Questions:
(A) Can you extract the article on Colorado's gun-law ruling from "They immediately met" to "law in question.", copying that span word for word?
(B) What does the article on Colorado's gun-law ruling say in reply to these questions?
(i) Who issued the ruling upholding the laws?
(ii) Ammunition magazines holding more than how many rounds were banned?
(iii) How many people were killed in the 2012 suburban Denver movie theater shooting?

*** Document excerpt

DENVER Thu Jun 26, 2014 7:01pm EDT

DENVER (Reuters) - A federal judge upheld gun laws on Thursday introduced by Colorado in the wake of deadly shooting rampages there and in Connecticut, dismissing a lawsuit filed by sheriffs, gun shops, outfitters and shooting ranges.

U.S. District Chief Judge Marcia Krieger issued her ruling after a two-week civil trial in Denver. The measures signed into law by Governor John Hickenlooper in 2013 included banning ammunition magazines with more than 15 rounds.

The bills were introduced in response to a shooting spree in 2012 that killed 12 people at a suburban Denver movie theater and the slaying the same year of 20 children and six adults at an elementary School in Newtown, Connecticut.

They immediately met resistance from critics, including most of the state's elected sheriffs, who said they severely restricted citizens' constitutional right to own and bear arms.

The measures, passed by Colorado's Democratic-controlled legislature with scant Republican support, also required background checks for all private gun sales and transfers. The sheriffs said they had insufficient resources to police them.

Colorado's Republican Attorney General John Suthers said in a statement his office never claimed the laws were "good, wise or sound policy," but that it had fulfilled its responsibility to defend the constitutionality of the state law in question.

******
*** Material supplied

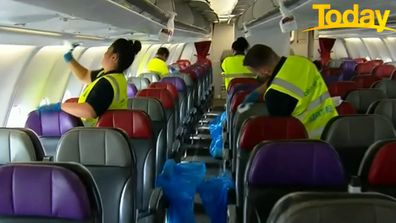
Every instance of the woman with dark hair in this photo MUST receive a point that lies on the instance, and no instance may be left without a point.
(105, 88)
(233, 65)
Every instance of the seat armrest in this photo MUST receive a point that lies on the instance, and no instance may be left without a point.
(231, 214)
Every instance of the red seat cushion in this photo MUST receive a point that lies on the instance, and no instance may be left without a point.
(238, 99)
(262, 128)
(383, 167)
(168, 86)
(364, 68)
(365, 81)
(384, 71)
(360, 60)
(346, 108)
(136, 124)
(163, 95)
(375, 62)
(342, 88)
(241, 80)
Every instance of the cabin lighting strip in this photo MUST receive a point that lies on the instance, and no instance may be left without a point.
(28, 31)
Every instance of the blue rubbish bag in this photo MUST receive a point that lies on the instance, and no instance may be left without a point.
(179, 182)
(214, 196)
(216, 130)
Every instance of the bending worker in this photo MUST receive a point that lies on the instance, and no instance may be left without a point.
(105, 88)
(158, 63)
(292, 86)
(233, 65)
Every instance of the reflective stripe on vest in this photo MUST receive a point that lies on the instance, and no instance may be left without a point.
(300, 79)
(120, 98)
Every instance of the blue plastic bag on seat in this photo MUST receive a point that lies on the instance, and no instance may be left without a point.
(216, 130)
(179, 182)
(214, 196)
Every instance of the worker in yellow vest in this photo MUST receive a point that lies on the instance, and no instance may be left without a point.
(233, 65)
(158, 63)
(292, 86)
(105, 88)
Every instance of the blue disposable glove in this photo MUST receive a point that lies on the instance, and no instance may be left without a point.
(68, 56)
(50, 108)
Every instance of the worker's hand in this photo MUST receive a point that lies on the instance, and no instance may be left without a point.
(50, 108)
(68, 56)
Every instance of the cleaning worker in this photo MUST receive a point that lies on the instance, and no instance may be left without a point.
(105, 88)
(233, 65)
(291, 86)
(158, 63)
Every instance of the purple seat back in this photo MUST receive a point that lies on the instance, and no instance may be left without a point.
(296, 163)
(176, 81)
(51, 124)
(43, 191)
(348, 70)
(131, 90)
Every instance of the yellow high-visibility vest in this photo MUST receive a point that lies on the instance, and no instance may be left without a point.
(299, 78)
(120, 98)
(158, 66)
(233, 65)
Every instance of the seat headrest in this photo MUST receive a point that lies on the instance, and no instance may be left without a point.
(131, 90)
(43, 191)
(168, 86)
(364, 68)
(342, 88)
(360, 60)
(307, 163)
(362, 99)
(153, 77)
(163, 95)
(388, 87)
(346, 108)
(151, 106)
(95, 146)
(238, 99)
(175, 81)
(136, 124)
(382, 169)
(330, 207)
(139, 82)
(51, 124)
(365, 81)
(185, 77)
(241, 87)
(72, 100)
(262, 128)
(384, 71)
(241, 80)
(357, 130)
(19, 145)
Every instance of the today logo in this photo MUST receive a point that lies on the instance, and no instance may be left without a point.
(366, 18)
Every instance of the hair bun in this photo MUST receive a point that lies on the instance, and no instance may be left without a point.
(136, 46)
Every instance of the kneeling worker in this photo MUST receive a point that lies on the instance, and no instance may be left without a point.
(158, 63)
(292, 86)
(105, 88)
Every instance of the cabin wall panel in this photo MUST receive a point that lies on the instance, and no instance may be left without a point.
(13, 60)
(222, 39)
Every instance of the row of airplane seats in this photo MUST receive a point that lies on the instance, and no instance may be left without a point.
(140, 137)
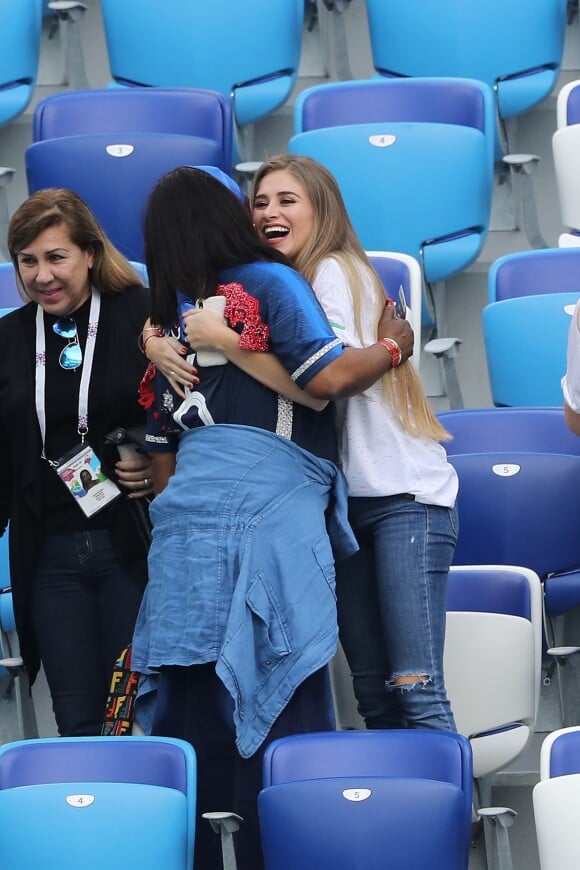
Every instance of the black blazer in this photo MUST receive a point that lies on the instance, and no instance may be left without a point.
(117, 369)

******
*** Material supplied

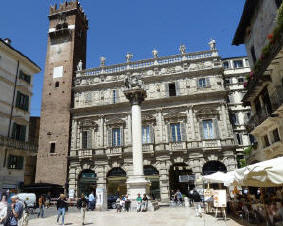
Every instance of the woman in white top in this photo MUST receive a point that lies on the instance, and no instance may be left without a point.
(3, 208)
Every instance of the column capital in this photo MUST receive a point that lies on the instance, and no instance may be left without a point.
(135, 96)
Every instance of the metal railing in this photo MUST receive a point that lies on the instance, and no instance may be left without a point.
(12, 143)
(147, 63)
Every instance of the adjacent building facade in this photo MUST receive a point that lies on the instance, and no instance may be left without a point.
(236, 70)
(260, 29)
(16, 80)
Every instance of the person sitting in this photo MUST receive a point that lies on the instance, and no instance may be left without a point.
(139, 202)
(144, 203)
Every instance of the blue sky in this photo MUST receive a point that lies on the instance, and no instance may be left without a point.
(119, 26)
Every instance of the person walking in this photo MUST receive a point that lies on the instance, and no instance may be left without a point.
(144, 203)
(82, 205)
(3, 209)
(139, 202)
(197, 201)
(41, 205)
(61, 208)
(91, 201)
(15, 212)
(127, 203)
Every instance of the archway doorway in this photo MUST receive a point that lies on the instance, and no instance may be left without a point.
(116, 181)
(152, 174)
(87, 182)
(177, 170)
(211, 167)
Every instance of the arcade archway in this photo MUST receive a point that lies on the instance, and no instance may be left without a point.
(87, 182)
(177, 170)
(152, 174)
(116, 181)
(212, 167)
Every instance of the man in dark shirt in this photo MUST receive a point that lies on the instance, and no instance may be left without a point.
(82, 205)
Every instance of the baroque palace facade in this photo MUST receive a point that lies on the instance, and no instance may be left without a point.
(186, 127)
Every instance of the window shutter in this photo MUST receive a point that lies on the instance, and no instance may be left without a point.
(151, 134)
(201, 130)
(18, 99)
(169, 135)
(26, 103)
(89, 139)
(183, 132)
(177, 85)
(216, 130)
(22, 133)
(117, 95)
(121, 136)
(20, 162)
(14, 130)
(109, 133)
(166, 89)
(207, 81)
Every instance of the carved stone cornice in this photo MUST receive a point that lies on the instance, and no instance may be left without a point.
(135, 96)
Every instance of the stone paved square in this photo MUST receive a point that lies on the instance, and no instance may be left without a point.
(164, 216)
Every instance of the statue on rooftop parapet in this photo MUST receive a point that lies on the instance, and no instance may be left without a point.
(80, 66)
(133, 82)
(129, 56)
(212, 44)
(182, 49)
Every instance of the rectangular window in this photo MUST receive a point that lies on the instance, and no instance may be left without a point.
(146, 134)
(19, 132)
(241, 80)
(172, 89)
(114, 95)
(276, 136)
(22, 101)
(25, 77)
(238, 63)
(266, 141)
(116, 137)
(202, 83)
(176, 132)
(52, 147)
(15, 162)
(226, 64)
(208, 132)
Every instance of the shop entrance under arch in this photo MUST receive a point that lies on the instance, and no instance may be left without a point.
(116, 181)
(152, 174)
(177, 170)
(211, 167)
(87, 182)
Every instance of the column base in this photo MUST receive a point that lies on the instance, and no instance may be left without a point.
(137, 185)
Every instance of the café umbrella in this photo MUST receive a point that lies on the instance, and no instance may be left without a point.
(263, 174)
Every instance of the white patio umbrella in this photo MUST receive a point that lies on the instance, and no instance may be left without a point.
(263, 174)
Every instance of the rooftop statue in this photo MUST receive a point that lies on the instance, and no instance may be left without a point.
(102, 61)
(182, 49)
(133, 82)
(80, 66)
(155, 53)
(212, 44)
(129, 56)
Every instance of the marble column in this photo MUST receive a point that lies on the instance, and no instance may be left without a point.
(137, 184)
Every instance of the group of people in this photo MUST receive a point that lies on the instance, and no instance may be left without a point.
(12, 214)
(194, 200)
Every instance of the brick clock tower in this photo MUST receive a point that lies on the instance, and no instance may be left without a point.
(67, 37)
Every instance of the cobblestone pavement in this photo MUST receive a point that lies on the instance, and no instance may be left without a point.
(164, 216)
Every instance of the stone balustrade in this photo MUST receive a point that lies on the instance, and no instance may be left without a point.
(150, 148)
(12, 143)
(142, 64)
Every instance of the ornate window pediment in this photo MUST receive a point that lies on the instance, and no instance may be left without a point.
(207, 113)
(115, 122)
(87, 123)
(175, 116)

******
*** Material supplied

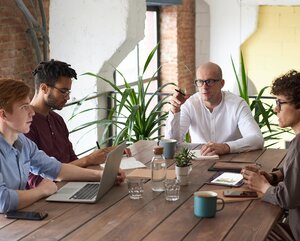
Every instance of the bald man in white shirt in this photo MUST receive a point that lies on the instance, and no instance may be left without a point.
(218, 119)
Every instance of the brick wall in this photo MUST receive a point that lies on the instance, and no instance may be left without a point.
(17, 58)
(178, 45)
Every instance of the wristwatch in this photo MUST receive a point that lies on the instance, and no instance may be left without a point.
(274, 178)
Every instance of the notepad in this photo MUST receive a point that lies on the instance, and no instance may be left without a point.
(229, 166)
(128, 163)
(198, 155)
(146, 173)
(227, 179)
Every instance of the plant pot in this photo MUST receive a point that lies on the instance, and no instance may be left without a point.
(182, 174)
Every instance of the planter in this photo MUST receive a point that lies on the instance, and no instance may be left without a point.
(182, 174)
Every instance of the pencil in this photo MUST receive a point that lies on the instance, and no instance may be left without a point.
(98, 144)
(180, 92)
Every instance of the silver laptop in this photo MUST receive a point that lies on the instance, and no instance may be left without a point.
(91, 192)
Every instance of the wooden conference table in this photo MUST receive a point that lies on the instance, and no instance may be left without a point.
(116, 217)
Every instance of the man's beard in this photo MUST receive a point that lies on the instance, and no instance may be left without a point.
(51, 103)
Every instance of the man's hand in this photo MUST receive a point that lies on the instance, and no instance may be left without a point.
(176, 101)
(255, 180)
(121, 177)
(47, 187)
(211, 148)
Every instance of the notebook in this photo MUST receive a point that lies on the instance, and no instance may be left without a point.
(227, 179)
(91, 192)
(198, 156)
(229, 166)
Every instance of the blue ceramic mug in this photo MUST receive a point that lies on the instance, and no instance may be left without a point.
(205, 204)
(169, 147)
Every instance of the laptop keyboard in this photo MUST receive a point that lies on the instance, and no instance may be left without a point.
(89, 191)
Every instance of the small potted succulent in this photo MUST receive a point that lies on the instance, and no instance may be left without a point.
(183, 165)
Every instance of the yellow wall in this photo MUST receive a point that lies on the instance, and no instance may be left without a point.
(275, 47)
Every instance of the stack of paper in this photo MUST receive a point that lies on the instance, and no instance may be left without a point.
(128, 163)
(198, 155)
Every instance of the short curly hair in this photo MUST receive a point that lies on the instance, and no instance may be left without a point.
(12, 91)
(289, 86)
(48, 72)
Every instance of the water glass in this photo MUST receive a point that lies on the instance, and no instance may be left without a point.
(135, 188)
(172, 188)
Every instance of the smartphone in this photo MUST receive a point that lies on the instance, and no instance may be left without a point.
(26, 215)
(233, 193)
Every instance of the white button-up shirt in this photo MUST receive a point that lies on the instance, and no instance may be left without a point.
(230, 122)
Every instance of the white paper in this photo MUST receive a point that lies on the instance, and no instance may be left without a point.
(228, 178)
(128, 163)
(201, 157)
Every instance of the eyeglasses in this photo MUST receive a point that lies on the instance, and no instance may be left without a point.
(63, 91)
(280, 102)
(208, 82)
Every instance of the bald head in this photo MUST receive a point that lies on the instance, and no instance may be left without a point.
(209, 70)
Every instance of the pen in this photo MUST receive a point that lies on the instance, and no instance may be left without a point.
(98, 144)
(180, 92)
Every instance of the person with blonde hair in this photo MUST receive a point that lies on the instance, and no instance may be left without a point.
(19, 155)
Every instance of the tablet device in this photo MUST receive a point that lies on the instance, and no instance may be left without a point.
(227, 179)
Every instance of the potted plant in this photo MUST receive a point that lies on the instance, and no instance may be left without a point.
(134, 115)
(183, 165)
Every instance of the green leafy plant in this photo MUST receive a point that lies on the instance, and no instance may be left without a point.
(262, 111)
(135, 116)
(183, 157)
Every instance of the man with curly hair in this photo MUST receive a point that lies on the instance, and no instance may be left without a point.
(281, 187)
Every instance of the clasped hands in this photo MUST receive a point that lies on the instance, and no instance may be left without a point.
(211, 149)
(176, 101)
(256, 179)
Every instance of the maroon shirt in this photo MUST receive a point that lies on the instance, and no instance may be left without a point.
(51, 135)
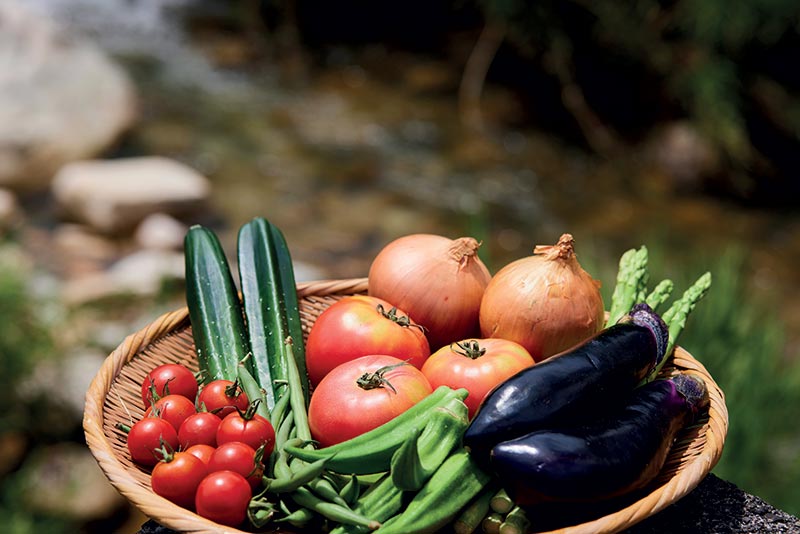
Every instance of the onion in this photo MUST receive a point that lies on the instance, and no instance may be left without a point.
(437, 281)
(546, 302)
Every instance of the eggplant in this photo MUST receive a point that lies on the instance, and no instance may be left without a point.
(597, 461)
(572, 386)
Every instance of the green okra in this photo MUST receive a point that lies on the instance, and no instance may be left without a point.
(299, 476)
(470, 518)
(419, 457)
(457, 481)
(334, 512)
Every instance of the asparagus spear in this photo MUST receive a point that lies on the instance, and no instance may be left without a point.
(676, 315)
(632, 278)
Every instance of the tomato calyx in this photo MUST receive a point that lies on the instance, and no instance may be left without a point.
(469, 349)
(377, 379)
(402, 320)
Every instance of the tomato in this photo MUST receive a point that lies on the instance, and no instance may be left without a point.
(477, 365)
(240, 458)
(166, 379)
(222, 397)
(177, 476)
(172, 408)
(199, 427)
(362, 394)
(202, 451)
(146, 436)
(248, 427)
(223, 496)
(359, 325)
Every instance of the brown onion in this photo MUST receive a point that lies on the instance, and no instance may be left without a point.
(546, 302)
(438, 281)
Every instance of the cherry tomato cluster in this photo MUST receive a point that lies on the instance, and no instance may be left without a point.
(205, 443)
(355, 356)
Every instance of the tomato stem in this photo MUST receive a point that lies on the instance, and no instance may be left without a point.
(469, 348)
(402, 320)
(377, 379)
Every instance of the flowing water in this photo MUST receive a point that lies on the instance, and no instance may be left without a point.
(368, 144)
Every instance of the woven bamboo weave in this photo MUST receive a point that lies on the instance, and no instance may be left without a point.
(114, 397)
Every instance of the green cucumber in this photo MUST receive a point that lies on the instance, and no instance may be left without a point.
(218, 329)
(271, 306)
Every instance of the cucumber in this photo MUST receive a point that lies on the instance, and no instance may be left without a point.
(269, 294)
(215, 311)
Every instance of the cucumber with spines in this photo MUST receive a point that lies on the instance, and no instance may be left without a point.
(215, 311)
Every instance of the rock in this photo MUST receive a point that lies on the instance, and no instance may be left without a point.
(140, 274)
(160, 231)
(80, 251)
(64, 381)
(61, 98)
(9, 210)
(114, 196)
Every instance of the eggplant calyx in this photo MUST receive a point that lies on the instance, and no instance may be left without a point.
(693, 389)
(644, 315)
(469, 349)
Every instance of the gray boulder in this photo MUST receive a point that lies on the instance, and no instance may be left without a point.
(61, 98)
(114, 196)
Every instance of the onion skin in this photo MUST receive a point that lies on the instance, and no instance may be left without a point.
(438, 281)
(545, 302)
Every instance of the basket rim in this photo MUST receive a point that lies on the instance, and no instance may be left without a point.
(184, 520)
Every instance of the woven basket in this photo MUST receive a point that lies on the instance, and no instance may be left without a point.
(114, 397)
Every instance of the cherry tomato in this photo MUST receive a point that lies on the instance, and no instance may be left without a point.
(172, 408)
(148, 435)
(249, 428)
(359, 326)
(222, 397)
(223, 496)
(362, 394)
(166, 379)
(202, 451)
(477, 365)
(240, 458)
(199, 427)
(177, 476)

******

Task answers:
(A)
They immediately met resistance from critics, including most of the state's elected sheriffs, who said they severely restricted citizens' constitutional right to own and bear arms.

The measures, passed by Colorado's Democratic-controlled legislature with scant Republican support, also required background checks for all private gun sales and transfers. The sheriffs said they had insufficient resources to police them.

Colorado's Republican Attorney General John Suthers said in a statement his office never claimed the laws were "good, wise or sound policy," but that it had fulfilled its responsibility to defend the constitutionality of the state law in question.

(B)
(i) U.S. District Chief Judge Marcia Krieger
(ii) 15 rounds
(iii) 12 people